* EXTRAIT DU TEXTE:
# # # # #

Magazine Humeur

Rounds d’observation avant le KO

Publié le 24 mars 2011 par Jlhuss

clay.1300916934.jpg

Il est assez commun d’entendre ou de lire à propos des enquêtes d’opinion, sondages en tout genre et même en grandeur nature (cantonales) :rien n’est joué, nous sommes très loin de l’échéance qui compte véritablement, celle de la présidentielle, les candidats ne sont pas encore en place et même connus” etc.
C’est à la fois vrai et faux.
C’est vrai en ce sens que l’histoire des élections présidentielles a bien montré que c’est en général vers la fin novembre de l’année qui précède l’élection que les choses commencent à prendre véritablement formes, que l’opinion commence à considérer véritablement l’élection, à s’en préoccuper. Ainsi à la lumière de cette expérience on pourrait conclure que 8 longs mois nous séparent de ce véritable « début »
Mais c’est faux de considérer ces périodes qui précèdent l’ultime ligne droite comme neutres, sans effets et facilement « réversibles » Au contraire ces moments sont souvent déterminants pour ce qui concerne l’ambiance de la future élection, son environnement, ses thèmes et, plus important, la validité de la présence ou non de tel ou tel candidat.

dsk-usb.1300917006.jpg

A ce titre on se rappellera certainement la légèreté d’un DSK en primaire contre Ségolène Royal en 2007, certain de sa supériorité intellectuelle et finalement éliminé de la course finale par une « Jeanne d’Arc » s’appuyant sur des enquêtes d’opinion favorables. L’homme du FMI en était pour ses frais et obliger de lui remettre, sur une petite clé USB, les propositions programmatiques dont elle ne fera aucun cas.

giscard.1300917337.jpg

Il y a bien plus longtemps, le sortant Giscard d’Estaing longtemps certain de sa réélection ne vit pas venir dans cette période délétère la bombe à retardement des diamants de Bokassa. Considérés comme pacotilles sans véritable importance, d’abord négligés, puis avoués avec dédain, ils furent finalement un élément déstabilisateur indiscutable.
Ces exemples d’un autre âge, peuvent apparaître obsolètes; ils sont cités ici pour démontrer que c’est pendant cette période « préliminaire » qu’ils furent à l’œuvre, loin de l’échéance véritable. Sans vouloir abuser des métaphores, comparons cette période aux premiers rounds d’un combat de boxe. Apparemment le jeu est égal, le combat relativement équilibré, mais les coups marquent imperceptiblement, usent. Chaque combattant retourne dans son coin avec une égalité apparente mais l’un est plus marqué que l’autre et lorsque le KO survient, ce n’est pas seulement à cause du merveilleux uppercut, mais parce que le gagnant l’a placé après une préparation de longue haleine et usante.

# # # # #

* TÂCHE ÉCRITE A: Selon l'extrait, à quel moment de l'année précédant la présidentielle les choses commencent-elles en général à prendre forme ?
Ces données sont sans rapport avec l'extrait.

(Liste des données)

# # # # #

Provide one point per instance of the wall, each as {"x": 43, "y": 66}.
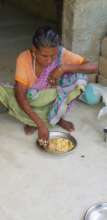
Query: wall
{"x": 41, "y": 8}
{"x": 84, "y": 25}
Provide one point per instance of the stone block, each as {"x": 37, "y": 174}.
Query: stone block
{"x": 104, "y": 47}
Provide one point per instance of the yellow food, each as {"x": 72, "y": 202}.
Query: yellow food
{"x": 60, "y": 145}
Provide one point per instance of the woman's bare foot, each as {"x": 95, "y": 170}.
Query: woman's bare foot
{"x": 66, "y": 125}
{"x": 29, "y": 129}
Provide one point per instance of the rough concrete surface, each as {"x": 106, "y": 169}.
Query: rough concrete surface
{"x": 34, "y": 184}
{"x": 87, "y": 26}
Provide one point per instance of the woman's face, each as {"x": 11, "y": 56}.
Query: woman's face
{"x": 45, "y": 55}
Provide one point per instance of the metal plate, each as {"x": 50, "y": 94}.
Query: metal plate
{"x": 97, "y": 212}
{"x": 58, "y": 134}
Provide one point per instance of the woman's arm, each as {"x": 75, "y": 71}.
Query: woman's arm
{"x": 20, "y": 93}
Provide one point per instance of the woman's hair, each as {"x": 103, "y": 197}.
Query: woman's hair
{"x": 45, "y": 36}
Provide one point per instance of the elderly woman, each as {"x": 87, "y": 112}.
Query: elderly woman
{"x": 48, "y": 78}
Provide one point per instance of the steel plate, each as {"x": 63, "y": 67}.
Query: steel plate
{"x": 58, "y": 134}
{"x": 97, "y": 212}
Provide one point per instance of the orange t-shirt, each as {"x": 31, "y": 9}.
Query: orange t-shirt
{"x": 24, "y": 68}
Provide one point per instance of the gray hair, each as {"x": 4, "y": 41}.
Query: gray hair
{"x": 45, "y": 36}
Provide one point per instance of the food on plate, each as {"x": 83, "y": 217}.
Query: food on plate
{"x": 60, "y": 145}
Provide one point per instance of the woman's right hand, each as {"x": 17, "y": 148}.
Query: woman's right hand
{"x": 43, "y": 131}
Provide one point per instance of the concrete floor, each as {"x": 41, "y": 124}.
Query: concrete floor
{"x": 34, "y": 184}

# # # # #

* TÂCHE ÉCRITE B: Convertis en liste JSON de chaînes, une chaîne par ligne et sans les lignes vides, les lignes des données qui vont de celle contenant « Provide one point per instance of the gray » jusqu'à la fin des données, ces deux bornes comprises.

* RÉPONSE COMPLÈTE A: Vers la fin novembre de l'année qui précède l'élection.

* RÉPONSE COMPLÈTE B:
[
  "Provide one point per instance of the gray hair, each as {\"x\": 4, \"y\": 41}.",
  "Query: gray hair",
  "{\"x\": 45, \"y\": 36}",
  "Provide one point per instance of the food on plate, each as {\"x\": 83, \"y\": 217}.",
  "Query: food on plate",
  "{\"x\": 60, \"y\": 145}",
  "Provide one point per instance of the woman's right hand, each as {\"x\": 17, \"y\": 148}.",
  "Query: woman's right hand",
  "{\"x\": 43, \"y\": 131}",
  "Provide one point per instance of the concrete floor, each as {\"x\": 41, \"y\": 124}.",
  "Query: concrete floor",
  "{\"x\": 34, \"y\": 184}"
]